Labeled region records
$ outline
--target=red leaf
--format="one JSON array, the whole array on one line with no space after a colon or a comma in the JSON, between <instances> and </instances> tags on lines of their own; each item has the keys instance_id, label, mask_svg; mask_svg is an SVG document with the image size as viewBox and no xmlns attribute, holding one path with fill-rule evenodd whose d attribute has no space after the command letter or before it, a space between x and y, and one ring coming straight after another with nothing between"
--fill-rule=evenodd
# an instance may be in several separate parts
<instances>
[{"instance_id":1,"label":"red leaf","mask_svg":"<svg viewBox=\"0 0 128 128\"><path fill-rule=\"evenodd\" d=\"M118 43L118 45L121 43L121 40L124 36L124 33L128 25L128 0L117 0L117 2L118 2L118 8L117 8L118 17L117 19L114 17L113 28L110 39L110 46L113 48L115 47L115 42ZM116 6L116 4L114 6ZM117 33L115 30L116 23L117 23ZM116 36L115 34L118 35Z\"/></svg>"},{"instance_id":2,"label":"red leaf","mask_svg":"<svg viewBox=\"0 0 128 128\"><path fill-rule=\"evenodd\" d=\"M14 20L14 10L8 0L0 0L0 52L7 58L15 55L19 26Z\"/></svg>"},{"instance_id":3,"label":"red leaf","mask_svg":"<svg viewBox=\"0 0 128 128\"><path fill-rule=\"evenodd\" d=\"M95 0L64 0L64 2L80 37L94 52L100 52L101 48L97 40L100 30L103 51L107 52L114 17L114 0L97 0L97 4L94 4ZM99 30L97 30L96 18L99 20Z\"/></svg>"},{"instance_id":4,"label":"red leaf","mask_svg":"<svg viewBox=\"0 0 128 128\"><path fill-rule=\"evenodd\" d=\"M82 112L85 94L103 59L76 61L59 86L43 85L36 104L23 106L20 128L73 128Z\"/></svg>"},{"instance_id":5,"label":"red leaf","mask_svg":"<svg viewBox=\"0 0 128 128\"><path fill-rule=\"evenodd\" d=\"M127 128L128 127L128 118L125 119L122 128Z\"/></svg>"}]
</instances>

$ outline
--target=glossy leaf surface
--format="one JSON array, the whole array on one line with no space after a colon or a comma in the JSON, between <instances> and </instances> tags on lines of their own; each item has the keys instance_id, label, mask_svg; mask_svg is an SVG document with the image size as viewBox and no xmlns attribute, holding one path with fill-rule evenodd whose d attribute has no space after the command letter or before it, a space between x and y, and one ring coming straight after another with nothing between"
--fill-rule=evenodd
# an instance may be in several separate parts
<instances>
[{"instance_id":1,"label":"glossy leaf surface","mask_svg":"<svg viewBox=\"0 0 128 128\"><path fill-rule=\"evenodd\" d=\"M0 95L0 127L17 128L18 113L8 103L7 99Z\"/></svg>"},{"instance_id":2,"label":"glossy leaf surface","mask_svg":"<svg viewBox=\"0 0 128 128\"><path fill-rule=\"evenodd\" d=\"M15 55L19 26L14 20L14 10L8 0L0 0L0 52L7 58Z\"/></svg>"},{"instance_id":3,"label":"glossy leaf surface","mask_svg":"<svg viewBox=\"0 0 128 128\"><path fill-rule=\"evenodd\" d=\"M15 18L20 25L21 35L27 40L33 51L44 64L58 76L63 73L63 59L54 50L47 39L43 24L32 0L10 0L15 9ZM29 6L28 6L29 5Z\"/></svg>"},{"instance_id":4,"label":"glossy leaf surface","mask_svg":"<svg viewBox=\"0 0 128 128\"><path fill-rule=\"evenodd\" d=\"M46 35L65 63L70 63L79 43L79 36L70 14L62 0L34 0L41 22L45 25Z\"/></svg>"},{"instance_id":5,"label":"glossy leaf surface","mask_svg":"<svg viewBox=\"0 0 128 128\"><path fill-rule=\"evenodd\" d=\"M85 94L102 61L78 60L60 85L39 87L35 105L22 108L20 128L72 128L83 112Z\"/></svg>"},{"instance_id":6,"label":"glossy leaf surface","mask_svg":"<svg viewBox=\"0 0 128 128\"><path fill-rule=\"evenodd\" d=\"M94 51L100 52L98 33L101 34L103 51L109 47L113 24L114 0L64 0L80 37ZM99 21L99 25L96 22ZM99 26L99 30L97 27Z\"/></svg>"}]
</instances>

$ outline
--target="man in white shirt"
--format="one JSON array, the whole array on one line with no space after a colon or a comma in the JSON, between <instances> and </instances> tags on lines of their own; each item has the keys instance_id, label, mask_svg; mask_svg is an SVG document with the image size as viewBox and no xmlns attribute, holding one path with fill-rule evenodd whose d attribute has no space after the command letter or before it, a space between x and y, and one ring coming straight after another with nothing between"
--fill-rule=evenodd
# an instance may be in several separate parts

• WHAT YOU WILL DO: Show each line of the data above that contains the string "target".

• RESPONSE TO THE EXERCISE:
--target=red leaf
--target=glossy leaf surface
--target="man in white shirt"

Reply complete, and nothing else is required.